● 任务说明
读下面的阅读短文，回答以下问题：
1. 因为有一步时间太长、试了很多次都不行，文中怎么处理的？
2. 步骤 4 合并模型时，--max-shard-size 设成了多少？
3. 步骤 5 里用来测试的程序叫什么名字？

● 阅读短文
由于这一步时间太长，出问题了，试了好多次都不行，所以去重新创建了个实例。

然后再次重复上面的操作，最终成功了。

步骤 3. 权重转换【HuggingFace格式文件】

bash 复制代码

cd /root/finetune/work_dirs/assistTuner
export MKL_SERVICE_FORCE_INTEL=1
export MKL_THREADING_LAYER=GNU

注意：这里选择的模型迭代最后一次的文件

bash 复制代码

xtuner convert pth_to_hf internlm2_5_1.8b_lora_alpaca_e3_copy.py  /root/finetune/work_dirs/assistTuner/iter_927.pth .pth ./hf

步骤 4. 模型合并

bash 复制代码

cd /root/finetune/work_dirs/assistTuner
export MKL_SERVICE_FORCE_INTEL=1
export MKL_THREADING_LAYER=GNU

# 把微调模型合并成成一个
xtuner convert merge /root/public-model/models/Shanghai_AI_Laboratory/internlm2_5-1_8b-chat ./hf ./merged --max-shard-size 2GB

步骤 5. 验证结果

采用tranformers做一个简单的测试程序'test.py'如下：

python 复制代码

from transformers import AutoTokenizer, AutoModelForCausalLM

# 使用GPU
model_name = "/root/finetune/work_dirs/assistTuner/merged"

● 材料
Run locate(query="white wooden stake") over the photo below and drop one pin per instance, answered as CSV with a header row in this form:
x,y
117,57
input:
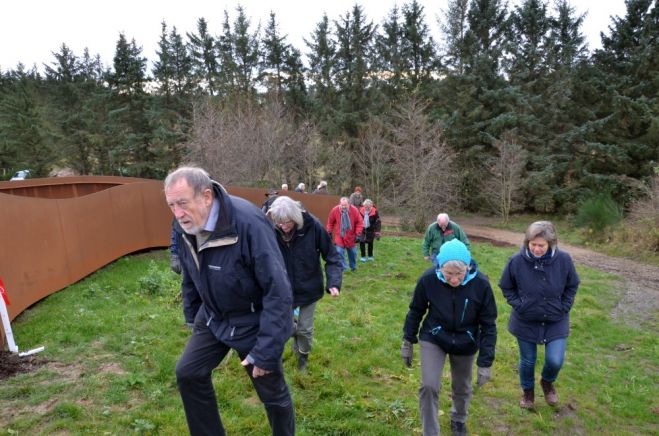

● 答案
1. 重新创建了一个实例。
2. 2GB。
3. test.py。